[DIRECTIVE]
Scale up the data below by copying out every line, requests included, with each point coordinate in the answers multiplied by 2 and rounded to a whole number, halves rounded up.

[DATA ROWS]
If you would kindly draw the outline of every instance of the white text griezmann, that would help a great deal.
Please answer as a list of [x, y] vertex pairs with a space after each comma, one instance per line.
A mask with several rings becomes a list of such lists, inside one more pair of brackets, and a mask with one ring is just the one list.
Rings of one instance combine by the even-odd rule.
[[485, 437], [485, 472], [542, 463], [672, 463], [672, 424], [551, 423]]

[SOLUTION TO THIS PROBLEM]
If you would kindly draw the outline of every instance of the white text griezmann, that would help a great deal.
Please answer as a list of [x, y] vertex pairs with a space after each comma, one instance per line.
A mask with several rings becomes a list of such lists, inside one more pair of brackets, and a mask with one ring is just the one list.
Rings of one instance combine by the even-odd rule.
[[970, 874], [970, 944], [1084, 926], [1344, 926], [1344, 848], [1102, 846]]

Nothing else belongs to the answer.